GIVEN INSTRUCTION » Quote the entries in full, character for character, without their images.

=====

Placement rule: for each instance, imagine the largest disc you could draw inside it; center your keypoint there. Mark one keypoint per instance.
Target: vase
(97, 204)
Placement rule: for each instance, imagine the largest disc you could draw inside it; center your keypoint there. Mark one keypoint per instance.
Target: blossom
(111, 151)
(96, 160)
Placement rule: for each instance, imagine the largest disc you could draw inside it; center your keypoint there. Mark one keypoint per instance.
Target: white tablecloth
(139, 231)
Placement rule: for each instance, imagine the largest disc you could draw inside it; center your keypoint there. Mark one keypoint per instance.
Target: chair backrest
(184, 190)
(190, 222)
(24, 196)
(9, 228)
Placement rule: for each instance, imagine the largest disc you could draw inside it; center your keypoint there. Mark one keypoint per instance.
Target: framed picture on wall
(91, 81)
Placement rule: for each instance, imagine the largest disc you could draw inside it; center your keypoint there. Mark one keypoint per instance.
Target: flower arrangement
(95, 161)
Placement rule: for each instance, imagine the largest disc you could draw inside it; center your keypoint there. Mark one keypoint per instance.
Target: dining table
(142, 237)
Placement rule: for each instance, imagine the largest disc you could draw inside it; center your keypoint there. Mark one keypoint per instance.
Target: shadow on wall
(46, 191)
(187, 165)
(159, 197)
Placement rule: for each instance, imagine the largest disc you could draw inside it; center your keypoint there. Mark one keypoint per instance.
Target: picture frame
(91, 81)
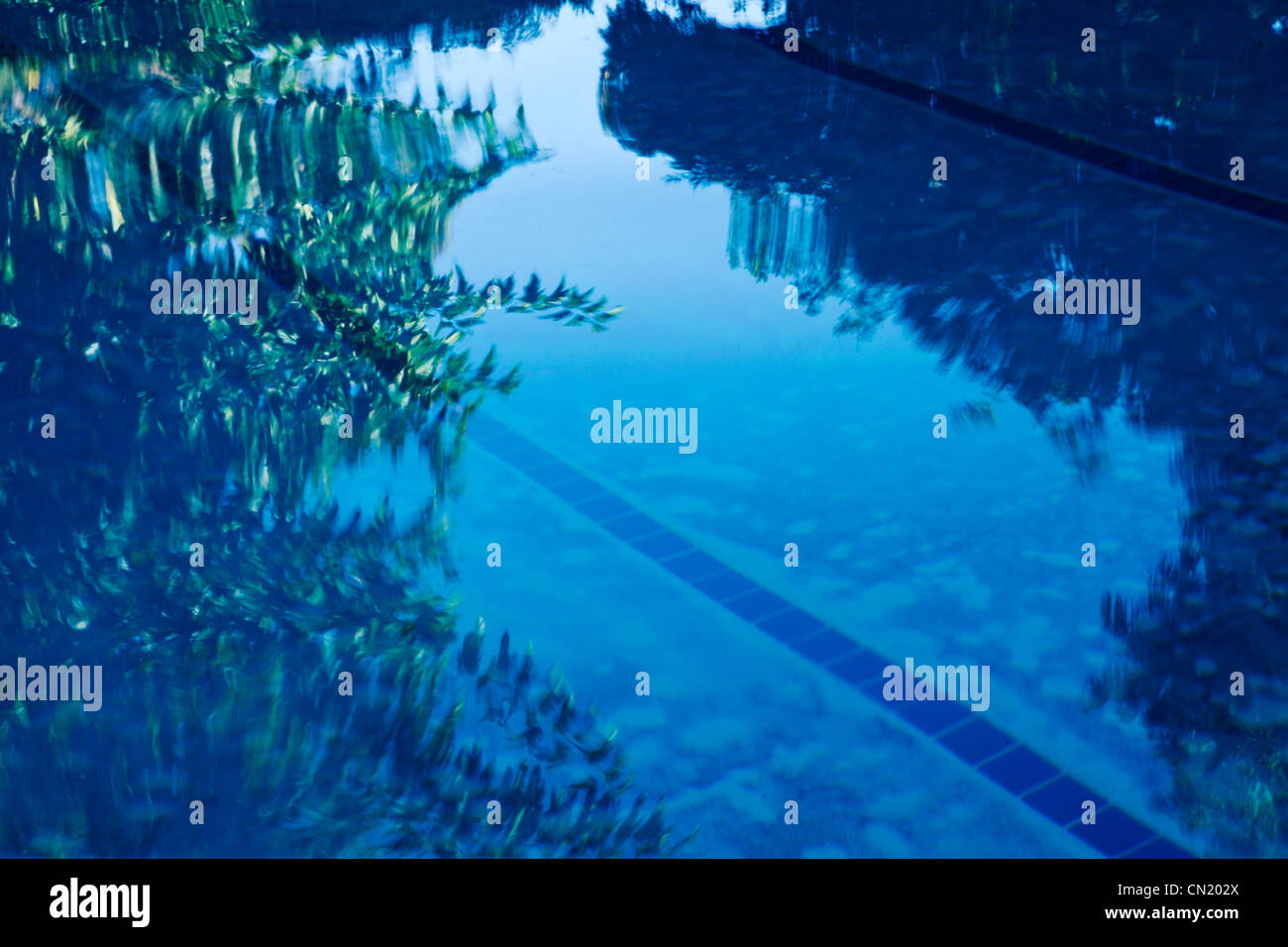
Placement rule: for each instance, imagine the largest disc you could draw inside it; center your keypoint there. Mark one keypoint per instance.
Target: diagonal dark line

=====

PROBLEM SOLUTION »
Placement rule: for each instance, imagine the largest disc you could draw inside it; center your keypoint there. Mark one keypoint per instance.
Target: vase
(97, 204)
Placement rule: for each instance, imagine the largest disc you could draw inside it; center your keypoint there. Mark one keypoint per instance.
Target: blossom
(111, 151)
(96, 160)
Placement rule: for each instance, imagine the largest disc you could draw inside it; center your keypoint there. Mark one keypoint per instance.
Target: white tablecloth
(139, 231)
Placement rule: for each instance, imagine the largest disc you could draw inside it; center your keypoint there. Mark one keypoint per instance.
Target: chair backrest
(184, 190)
(190, 222)
(24, 196)
(9, 228)
Placement rule: for each instance, imagine the largest disc you could draw inside it; center your keypoint there. Mark one keypoint per instance.
Target: framed picture on wall
(91, 81)
Placement rule: for each instance, imagine the largest disc you could draw inside it; center your keypoint there. Mark one keypoint per instance.
Target: flower arrangement
(95, 161)
Placement rule: for each instance, imagine the largest disc you could draw inside it; center your keypoint there. Mark one keypoint per instance.
Target: dining table
(142, 237)
Placement rule: for each instance, imagine the largest disc you could draw inside it; center your keypoint there. Mark one keypoint per instance.
Target: shadow on wall
(46, 191)
(187, 165)
(159, 197)
Placement rule: for each instance, imagine the largest disc you could draw inside it; center your keypoint there. Mark one keypoint per instance.
Target: picture frame
(91, 81)
Placement rule: for each instance, imagine the largest disc you could draw inside it; center your keypoint there. Mark one keypoint per instance.
Target: diagonal dark line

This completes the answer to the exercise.